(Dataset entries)
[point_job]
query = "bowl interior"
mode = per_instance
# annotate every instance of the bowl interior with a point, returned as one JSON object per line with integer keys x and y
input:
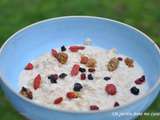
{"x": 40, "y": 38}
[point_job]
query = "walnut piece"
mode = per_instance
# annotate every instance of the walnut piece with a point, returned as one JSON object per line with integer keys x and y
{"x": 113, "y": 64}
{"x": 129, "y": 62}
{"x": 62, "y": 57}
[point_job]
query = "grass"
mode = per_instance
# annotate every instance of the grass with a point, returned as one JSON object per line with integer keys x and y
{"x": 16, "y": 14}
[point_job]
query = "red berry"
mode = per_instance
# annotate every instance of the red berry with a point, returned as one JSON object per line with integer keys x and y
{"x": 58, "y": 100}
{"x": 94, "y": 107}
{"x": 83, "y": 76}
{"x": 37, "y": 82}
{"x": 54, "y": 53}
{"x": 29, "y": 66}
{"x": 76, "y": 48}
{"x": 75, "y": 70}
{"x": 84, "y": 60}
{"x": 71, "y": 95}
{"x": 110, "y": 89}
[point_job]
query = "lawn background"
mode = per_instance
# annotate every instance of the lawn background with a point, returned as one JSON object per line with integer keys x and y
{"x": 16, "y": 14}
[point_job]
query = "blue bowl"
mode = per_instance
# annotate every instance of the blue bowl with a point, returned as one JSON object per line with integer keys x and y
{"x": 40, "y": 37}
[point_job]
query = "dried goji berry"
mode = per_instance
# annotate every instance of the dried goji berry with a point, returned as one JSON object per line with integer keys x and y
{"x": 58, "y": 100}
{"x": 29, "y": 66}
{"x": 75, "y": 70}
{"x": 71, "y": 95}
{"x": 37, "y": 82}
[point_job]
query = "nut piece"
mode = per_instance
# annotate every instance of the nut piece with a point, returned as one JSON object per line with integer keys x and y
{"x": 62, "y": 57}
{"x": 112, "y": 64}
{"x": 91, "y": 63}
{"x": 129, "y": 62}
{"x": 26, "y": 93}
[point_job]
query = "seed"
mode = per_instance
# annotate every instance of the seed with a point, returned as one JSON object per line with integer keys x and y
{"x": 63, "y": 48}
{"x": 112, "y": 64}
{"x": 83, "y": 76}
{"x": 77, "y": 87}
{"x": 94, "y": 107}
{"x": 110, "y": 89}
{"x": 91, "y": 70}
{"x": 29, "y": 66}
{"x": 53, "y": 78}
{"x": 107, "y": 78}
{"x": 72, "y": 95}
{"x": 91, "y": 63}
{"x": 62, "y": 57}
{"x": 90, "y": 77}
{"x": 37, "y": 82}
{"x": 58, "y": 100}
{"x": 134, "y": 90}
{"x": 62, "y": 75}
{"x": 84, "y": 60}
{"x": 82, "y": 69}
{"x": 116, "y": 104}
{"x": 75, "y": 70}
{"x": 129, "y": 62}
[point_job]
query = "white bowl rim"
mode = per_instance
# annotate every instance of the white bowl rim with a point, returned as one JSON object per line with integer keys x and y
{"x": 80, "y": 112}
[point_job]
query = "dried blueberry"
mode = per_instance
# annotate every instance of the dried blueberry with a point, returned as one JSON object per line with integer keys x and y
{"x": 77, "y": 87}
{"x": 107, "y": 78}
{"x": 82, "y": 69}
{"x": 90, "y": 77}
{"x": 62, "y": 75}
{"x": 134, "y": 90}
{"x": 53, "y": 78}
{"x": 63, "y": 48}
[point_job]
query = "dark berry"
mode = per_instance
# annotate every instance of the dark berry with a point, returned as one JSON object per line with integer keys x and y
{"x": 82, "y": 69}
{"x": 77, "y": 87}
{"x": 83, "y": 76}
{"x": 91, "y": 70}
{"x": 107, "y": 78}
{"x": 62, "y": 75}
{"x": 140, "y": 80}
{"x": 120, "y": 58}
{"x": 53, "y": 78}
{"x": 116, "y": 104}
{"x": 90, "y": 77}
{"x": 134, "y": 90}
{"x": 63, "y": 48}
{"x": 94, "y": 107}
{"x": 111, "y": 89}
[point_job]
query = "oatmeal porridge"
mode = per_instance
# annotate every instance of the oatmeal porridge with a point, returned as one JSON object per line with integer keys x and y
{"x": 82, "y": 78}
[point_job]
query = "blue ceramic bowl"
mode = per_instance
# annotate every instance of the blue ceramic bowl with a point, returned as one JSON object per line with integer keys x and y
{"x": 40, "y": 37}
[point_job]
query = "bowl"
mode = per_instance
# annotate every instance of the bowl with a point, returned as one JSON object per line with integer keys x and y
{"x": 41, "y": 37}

(TASK ITEM):
Copy out all the entries exactly. Images stay out of the copy.

(SOLUTION TO THIS EXERCISE):
[point_job]
query = "bowl interior"
mode = per_instance
# annotate every instance of the bowl interior with a point, returned as one JSON object per line with integer keys x and y
input:
{"x": 40, "y": 38}
[point_job]
query = "walnut piece"
mode = per_instance
# annotate every instance of the walnut piece with a point, returned as one JSON object per line with integer keys x and y
{"x": 113, "y": 64}
{"x": 129, "y": 62}
{"x": 62, "y": 57}
[point_job]
query = "grass"
mode = per_instance
# annotate every instance of the grass with a point, returned as one JSON object per line with integer keys x and y
{"x": 16, "y": 14}
[point_job]
query = "red berry"
mode = per_instance
# annotate every instance of the red berry with a point, returned as one JSON object per line with integer keys x and y
{"x": 58, "y": 100}
{"x": 94, "y": 107}
{"x": 83, "y": 76}
{"x": 37, "y": 82}
{"x": 54, "y": 53}
{"x": 29, "y": 66}
{"x": 76, "y": 48}
{"x": 75, "y": 70}
{"x": 84, "y": 60}
{"x": 71, "y": 95}
{"x": 110, "y": 89}
[point_job]
query = "lawn background"
mode = per_instance
# annotate every instance of the lawn background with a point, returned as one JSON object per line with integer keys x and y
{"x": 16, "y": 14}
[point_job]
query = "blue bowl"
mode = per_instance
# annotate every instance of the blue bowl with a point, returned as one JSON object per line with integer keys x and y
{"x": 40, "y": 37}
[point_job]
query = "dried goji berry"
mode = per_instance
# annotate every instance of the dried goji berry with a point, returned as one JSON object per line with integer keys x and y
{"x": 58, "y": 100}
{"x": 29, "y": 66}
{"x": 75, "y": 70}
{"x": 71, "y": 95}
{"x": 37, "y": 82}
[point_job]
query = "nut piece"
mode = per_instance
# annotate every instance of the nut piece with a point, returned as one JSON object per line with integer keys x and y
{"x": 62, "y": 57}
{"x": 112, "y": 64}
{"x": 91, "y": 63}
{"x": 129, "y": 62}
{"x": 26, "y": 93}
[point_job]
query = "seed"
mode = per_instance
# annotate every instance of the seed with a point, returned as one JSON object per line with integer keys x and y
{"x": 63, "y": 48}
{"x": 112, "y": 64}
{"x": 83, "y": 76}
{"x": 77, "y": 87}
{"x": 94, "y": 107}
{"x": 110, "y": 89}
{"x": 91, "y": 70}
{"x": 29, "y": 66}
{"x": 53, "y": 78}
{"x": 107, "y": 78}
{"x": 72, "y": 95}
{"x": 91, "y": 63}
{"x": 62, "y": 57}
{"x": 90, "y": 77}
{"x": 37, "y": 82}
{"x": 58, "y": 100}
{"x": 134, "y": 90}
{"x": 62, "y": 75}
{"x": 84, "y": 60}
{"x": 82, "y": 69}
{"x": 116, "y": 104}
{"x": 75, "y": 70}
{"x": 129, "y": 62}
[point_job]
query = "white bowl rim"
mode = per_instance
# annotate every instance of the white bowl rim with a point, returned as one JSON object per line with integer keys x and y
{"x": 80, "y": 112}
[point_job]
query = "dried blueberry"
mode = per_instance
# annotate every instance of the dried blueberry with a point, returned as one JSON object per line with integer keys x and y
{"x": 77, "y": 87}
{"x": 107, "y": 78}
{"x": 82, "y": 69}
{"x": 90, "y": 77}
{"x": 62, "y": 75}
{"x": 134, "y": 90}
{"x": 53, "y": 78}
{"x": 63, "y": 48}
[point_job]
query = "dark berry"
mode = per_instance
# annotate every instance of the dark berry with a point, returned as one JSON object per line with integer keys x and y
{"x": 82, "y": 69}
{"x": 77, "y": 87}
{"x": 83, "y": 76}
{"x": 91, "y": 70}
{"x": 107, "y": 78}
{"x": 62, "y": 75}
{"x": 140, "y": 80}
{"x": 120, "y": 58}
{"x": 53, "y": 78}
{"x": 116, "y": 104}
{"x": 90, "y": 77}
{"x": 134, "y": 90}
{"x": 63, "y": 48}
{"x": 94, "y": 107}
{"x": 111, "y": 89}
[point_job]
query = "oatmeal porridge"
mode = per_instance
# annotate every instance of the oatmeal porridge with a point, returned as one JSON object per line with integer keys x and y
{"x": 82, "y": 78}
[point_job]
query = "blue ceramic bowl"
mode = per_instance
# annotate every instance of the blue ceramic bowl with a point, returned as one JSON object per line with integer keys x and y
{"x": 40, "y": 37}
[point_job]
query = "bowl"
mode = per_instance
# annotate every instance of the bowl with a point, returned as one JSON object per line with integer keys x and y
{"x": 41, "y": 37}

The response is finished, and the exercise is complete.